OBJECTIVE
Your task is to extract the lines from the one holding "Each instance of the olive" through the end of the material. Set them down exactly and add nothing.

DATA EXCERPTS
..........

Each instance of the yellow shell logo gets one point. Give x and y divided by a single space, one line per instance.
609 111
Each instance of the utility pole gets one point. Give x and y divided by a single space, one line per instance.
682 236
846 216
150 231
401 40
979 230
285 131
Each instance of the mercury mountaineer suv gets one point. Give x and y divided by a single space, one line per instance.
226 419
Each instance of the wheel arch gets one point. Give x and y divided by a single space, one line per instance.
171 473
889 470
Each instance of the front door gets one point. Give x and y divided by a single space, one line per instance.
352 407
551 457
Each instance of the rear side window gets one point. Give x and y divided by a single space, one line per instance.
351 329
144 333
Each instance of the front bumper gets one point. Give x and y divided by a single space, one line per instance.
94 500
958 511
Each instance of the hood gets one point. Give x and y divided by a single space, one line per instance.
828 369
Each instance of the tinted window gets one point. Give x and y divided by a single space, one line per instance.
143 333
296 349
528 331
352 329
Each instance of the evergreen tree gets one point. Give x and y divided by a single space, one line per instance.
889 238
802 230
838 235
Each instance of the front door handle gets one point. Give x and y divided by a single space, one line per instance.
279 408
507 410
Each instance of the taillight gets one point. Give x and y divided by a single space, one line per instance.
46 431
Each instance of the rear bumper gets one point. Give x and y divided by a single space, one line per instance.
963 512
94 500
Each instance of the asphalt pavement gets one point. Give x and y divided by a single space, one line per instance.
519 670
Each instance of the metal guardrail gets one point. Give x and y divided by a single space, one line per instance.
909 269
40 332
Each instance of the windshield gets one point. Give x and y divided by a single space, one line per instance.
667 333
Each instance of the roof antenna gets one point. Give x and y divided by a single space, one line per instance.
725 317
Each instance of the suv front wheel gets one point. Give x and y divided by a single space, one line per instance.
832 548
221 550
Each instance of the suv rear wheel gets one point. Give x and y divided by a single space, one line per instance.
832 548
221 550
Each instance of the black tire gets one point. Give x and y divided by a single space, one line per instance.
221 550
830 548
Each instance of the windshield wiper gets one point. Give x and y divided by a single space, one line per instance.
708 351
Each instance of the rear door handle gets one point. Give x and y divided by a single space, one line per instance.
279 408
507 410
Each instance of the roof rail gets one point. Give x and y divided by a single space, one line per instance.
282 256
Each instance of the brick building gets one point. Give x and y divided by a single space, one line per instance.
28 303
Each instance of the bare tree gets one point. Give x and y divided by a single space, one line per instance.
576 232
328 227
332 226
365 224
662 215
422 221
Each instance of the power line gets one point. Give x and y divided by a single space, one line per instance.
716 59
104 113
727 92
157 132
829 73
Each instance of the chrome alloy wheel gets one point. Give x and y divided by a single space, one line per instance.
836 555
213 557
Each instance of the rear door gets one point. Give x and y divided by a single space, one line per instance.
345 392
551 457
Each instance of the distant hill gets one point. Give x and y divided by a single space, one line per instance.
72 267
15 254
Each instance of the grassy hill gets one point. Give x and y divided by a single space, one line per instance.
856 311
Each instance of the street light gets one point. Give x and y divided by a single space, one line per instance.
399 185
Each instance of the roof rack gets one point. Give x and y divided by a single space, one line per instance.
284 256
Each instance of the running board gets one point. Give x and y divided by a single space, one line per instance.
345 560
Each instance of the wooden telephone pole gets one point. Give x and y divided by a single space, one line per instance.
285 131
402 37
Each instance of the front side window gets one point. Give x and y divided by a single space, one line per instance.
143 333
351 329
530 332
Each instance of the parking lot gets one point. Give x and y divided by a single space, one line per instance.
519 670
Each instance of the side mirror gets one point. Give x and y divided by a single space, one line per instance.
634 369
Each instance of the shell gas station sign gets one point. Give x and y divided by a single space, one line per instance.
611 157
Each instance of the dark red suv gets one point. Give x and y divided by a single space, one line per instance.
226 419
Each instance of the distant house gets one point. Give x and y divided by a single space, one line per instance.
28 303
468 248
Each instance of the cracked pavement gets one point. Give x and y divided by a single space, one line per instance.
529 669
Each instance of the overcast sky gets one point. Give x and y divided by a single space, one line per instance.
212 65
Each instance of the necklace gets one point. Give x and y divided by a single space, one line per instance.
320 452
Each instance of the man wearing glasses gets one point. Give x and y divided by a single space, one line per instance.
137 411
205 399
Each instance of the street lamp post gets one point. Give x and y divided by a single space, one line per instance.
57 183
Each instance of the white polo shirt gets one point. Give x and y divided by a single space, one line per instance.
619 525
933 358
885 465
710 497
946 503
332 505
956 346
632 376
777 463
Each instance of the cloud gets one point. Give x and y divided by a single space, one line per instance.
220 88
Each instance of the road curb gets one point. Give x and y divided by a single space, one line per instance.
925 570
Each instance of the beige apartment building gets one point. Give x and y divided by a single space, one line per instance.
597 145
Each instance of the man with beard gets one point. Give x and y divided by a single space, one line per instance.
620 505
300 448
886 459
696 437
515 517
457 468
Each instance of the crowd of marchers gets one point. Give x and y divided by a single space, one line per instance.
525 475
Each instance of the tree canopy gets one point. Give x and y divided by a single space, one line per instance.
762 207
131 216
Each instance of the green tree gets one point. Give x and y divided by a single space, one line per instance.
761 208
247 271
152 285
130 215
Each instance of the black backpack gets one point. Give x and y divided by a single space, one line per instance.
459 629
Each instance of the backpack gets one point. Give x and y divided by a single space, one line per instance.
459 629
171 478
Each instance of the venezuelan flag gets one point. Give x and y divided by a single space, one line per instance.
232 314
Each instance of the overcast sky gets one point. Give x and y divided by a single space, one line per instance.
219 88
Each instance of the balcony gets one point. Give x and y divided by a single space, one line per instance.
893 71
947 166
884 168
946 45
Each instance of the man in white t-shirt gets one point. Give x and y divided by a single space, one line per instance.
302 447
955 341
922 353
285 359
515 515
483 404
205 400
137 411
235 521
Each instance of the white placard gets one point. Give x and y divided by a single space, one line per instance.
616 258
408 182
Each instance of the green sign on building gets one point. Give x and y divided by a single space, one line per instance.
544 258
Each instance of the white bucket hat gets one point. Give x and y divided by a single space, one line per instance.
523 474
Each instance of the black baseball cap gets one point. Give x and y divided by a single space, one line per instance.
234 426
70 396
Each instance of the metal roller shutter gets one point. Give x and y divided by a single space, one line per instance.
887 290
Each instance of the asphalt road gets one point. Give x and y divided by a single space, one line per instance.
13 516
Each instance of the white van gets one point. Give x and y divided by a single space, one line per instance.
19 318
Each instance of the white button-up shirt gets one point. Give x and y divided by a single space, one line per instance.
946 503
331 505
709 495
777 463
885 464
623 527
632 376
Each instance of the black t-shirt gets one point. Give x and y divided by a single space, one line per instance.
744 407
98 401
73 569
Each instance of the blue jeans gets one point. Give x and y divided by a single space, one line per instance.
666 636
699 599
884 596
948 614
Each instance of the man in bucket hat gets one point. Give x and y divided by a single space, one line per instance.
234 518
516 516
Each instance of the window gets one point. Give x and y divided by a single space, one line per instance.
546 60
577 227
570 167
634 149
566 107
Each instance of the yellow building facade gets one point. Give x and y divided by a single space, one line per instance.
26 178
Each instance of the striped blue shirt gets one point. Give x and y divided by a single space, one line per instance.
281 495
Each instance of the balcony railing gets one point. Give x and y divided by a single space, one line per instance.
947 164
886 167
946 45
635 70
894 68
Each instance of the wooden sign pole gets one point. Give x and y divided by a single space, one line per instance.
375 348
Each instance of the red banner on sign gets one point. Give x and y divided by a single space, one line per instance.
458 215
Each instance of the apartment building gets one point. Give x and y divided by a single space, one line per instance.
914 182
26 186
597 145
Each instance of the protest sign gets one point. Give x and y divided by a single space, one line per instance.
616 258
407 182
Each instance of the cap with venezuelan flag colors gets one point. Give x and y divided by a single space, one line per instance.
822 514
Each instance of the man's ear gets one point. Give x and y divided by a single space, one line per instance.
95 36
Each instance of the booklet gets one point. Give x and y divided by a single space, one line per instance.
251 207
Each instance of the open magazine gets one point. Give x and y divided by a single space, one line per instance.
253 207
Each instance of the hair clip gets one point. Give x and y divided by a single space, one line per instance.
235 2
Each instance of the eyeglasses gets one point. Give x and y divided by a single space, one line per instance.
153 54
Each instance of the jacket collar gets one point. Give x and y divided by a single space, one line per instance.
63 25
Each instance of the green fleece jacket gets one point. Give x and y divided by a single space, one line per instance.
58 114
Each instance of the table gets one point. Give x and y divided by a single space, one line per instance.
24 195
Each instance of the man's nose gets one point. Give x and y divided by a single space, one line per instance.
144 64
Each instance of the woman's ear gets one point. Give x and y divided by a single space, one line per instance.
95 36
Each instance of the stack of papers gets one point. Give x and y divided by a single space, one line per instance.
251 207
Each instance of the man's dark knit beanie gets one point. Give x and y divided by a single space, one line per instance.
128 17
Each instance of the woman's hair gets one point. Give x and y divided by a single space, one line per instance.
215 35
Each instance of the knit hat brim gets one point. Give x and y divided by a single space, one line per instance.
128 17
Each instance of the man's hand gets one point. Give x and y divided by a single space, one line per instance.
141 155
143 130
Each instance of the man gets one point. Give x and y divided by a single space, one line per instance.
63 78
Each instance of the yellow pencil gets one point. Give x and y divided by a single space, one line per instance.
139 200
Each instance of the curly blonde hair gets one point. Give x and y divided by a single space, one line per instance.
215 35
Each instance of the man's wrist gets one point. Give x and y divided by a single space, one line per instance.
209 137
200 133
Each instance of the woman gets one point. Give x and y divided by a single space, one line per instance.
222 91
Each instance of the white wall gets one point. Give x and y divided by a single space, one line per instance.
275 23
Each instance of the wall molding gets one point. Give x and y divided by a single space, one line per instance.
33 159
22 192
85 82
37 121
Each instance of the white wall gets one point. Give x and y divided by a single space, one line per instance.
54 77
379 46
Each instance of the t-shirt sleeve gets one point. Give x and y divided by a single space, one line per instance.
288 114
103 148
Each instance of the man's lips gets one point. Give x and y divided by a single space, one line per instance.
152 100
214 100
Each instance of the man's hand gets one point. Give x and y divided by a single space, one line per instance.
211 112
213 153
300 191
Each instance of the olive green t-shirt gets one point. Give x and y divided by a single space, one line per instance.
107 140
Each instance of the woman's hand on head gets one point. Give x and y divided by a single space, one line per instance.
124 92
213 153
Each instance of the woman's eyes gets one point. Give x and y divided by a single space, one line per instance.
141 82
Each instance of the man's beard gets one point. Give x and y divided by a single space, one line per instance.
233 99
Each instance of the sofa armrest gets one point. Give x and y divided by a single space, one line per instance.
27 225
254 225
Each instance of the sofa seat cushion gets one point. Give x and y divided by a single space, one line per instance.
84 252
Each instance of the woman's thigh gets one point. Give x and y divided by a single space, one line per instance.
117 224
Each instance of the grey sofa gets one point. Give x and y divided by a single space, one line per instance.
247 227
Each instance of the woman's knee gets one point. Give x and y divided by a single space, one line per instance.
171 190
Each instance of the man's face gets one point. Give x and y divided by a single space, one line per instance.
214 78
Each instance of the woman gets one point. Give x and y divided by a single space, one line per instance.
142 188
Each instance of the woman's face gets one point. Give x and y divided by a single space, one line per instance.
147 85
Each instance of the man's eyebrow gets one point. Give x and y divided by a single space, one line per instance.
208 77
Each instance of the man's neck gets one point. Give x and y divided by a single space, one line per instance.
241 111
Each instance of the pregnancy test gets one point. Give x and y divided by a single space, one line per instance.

..........

THE RESULT
Each instance of the olive green t-shirt gets one point. Give x and y divided by a single space, one line per instance.
107 140
Each instance of the woman's hand on head gets one point. Give x and y divided by a single space, one line per instance.
124 92
213 153
Each instance of the woman's eyes gets one point. Give x and y divided by a single space, one line per instance.
141 82
Each instance of the man's beard gets one point. Give x and y divided by a single space, one line per instance.
233 99
Each instance of the sofa armrest gets one point. Give x and y divided by a single space, one line per instance.
27 225
254 225
Each instance of the sofa seat cushion gets one point. Give x and y divided by a single space, one line per instance.
84 252
Each instance of the woman's thigh gets one point. Give x and y divided by a single space, one line per instance.
117 224
Each instance of the grey sofa gets one point. Give x and y divided by a single space, one line per instance.
247 227
Each instance of the woman's knee gets one point. Give x and y divided by a single space, one line per instance.
171 190
Each instance of the man's face gets one point. Give x and y divided by a single space, one line per instance.
214 78
Each instance of the woman gets one point. Give x and y divided by a single space, one line per instance.
142 188
Each instance of the woman's face gets one point. Give x and y divided by a single space, one line per instance.
147 85
Each instance of the man's eyebrow gets one point. Give x and y divided by a single space, one line per instance.
208 77
Each instance of the man's neck gets one point. Give x and y divided by a single space, one line per instance.
241 111
Each instance of the pregnancy test gets one point. Give x and y divided by a single space, one line per instance.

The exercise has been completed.